• _Given exercise_
Reproduce the line that holds "Practice task. Find the dark" together with all the lines after it up to the end of the entries.

• _Object location annotation data_
|---|

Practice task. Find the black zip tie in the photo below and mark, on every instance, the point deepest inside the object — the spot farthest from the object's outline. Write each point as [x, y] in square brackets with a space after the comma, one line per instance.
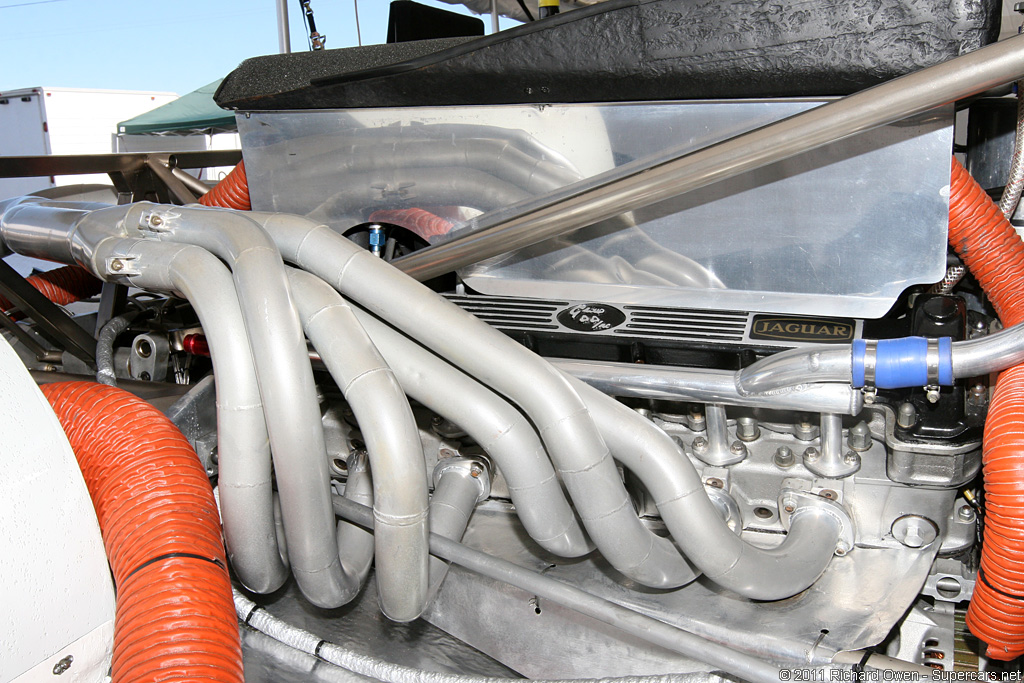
[981, 574]
[858, 669]
[169, 556]
[252, 611]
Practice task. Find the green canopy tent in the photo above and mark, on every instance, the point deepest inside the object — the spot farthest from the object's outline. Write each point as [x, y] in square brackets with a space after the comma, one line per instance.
[189, 114]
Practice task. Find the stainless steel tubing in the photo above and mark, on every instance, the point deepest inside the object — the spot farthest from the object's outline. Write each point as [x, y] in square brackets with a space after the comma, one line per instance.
[990, 353]
[286, 382]
[694, 522]
[195, 185]
[105, 373]
[707, 386]
[243, 445]
[354, 543]
[392, 440]
[640, 184]
[565, 426]
[650, 630]
[66, 231]
[459, 484]
[500, 429]
[781, 373]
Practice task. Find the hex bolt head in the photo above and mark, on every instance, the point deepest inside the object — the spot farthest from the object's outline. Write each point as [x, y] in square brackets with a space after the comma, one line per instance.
[966, 513]
[805, 430]
[907, 416]
[860, 436]
[747, 429]
[784, 457]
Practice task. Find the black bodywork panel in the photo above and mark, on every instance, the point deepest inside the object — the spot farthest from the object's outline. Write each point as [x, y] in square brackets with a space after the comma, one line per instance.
[625, 50]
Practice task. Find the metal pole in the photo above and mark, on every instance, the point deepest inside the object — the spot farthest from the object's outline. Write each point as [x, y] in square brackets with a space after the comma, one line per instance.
[644, 183]
[650, 630]
[284, 35]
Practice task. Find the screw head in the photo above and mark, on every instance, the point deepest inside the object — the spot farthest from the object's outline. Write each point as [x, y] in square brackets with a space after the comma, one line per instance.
[966, 513]
[907, 415]
[784, 457]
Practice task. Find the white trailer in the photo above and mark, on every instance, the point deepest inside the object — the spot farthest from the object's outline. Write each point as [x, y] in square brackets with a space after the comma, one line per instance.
[65, 121]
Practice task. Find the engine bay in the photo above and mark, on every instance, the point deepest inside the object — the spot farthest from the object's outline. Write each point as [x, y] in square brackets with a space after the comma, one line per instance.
[663, 388]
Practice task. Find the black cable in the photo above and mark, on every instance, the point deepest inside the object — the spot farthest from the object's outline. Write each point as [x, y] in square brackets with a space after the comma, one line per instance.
[522, 3]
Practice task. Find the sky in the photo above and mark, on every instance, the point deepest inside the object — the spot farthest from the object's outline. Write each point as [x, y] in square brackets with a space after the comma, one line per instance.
[168, 46]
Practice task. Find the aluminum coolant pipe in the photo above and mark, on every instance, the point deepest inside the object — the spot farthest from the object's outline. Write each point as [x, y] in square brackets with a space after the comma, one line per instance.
[243, 446]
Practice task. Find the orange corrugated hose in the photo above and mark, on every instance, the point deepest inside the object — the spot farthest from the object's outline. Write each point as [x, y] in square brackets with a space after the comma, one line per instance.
[231, 191]
[62, 286]
[175, 616]
[420, 221]
[993, 252]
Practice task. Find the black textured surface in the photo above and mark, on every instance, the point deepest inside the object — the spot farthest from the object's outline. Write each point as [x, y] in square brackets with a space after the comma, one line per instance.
[637, 49]
[272, 75]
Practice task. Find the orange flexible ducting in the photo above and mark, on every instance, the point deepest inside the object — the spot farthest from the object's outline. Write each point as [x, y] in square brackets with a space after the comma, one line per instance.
[993, 252]
[62, 286]
[421, 222]
[231, 191]
[175, 616]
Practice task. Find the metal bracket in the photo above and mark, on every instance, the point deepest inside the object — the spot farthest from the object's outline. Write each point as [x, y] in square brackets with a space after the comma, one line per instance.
[51, 322]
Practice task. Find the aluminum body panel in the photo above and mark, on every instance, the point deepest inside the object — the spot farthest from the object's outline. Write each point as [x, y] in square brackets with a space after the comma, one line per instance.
[843, 228]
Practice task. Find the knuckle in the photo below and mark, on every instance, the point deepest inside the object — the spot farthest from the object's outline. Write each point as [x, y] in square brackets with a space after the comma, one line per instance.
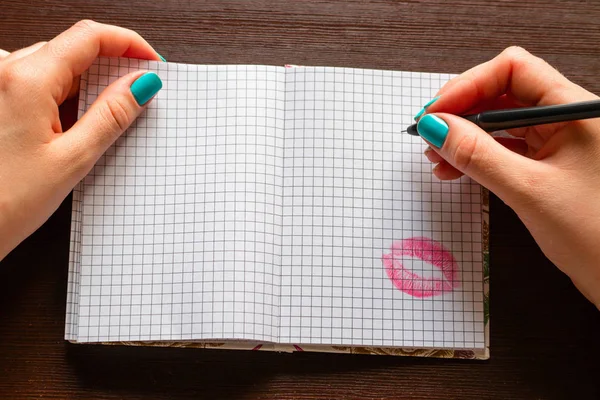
[116, 114]
[464, 151]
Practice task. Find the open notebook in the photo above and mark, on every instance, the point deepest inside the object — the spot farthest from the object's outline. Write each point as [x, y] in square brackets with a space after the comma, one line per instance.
[277, 208]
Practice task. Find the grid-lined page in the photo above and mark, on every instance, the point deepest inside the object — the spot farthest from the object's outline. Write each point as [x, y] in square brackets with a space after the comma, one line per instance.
[376, 251]
[180, 220]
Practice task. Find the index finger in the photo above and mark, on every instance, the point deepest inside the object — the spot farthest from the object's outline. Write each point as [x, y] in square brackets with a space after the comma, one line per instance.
[527, 79]
[72, 52]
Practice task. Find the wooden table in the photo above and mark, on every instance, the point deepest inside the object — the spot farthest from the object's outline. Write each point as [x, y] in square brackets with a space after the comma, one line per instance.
[544, 335]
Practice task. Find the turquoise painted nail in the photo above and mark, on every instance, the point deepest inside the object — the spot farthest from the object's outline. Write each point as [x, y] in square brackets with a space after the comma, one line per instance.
[419, 113]
[433, 129]
[430, 102]
[145, 87]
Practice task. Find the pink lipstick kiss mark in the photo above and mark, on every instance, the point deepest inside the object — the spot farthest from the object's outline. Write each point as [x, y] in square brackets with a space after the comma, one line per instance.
[429, 251]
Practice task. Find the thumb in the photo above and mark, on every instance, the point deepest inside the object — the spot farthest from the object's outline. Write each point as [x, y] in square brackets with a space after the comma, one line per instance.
[477, 154]
[110, 115]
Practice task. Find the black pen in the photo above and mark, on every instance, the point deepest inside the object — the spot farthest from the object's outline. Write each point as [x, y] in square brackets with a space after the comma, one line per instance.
[498, 120]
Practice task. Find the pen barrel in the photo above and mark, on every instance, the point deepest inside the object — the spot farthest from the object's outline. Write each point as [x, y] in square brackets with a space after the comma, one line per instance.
[521, 117]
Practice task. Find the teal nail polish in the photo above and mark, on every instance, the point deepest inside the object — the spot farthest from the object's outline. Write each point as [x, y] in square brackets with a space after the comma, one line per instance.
[433, 129]
[419, 113]
[430, 102]
[145, 87]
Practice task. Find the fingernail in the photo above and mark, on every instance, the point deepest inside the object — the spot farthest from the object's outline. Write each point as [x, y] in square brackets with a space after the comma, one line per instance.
[433, 129]
[430, 102]
[419, 113]
[145, 87]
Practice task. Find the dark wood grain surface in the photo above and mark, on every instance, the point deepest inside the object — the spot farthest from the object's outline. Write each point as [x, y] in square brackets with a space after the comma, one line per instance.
[544, 335]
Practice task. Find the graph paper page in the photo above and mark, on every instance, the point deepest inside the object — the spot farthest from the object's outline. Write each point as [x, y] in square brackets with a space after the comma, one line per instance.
[376, 251]
[180, 220]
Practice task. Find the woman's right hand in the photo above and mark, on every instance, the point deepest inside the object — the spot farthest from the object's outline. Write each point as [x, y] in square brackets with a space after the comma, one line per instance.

|---|

• _Problem solution_
Practice task. Find the dark wood grain surface in the photo above and mark, on every instance, the point deepest inside the object — the spot farthest from the object's outline. Write each point as [x, y] in square brackets with a space after the comma, one line per instance.
[544, 335]
Practice task. Find the graph paper page in the photo above and mark, on every instance, the point deepest inside the object — the spot farthest from the object's outline. Write each point as [x, y] in square brackets with a space after the comma, one line per instance.
[376, 251]
[180, 220]
Practice task. Find the woman's right hand in the photo above and mark, on every instance, the point deepest inside the object — the spot farthest from the object's outline. Write each point as [x, y] in square brackets with a space after the comma, one line per instance.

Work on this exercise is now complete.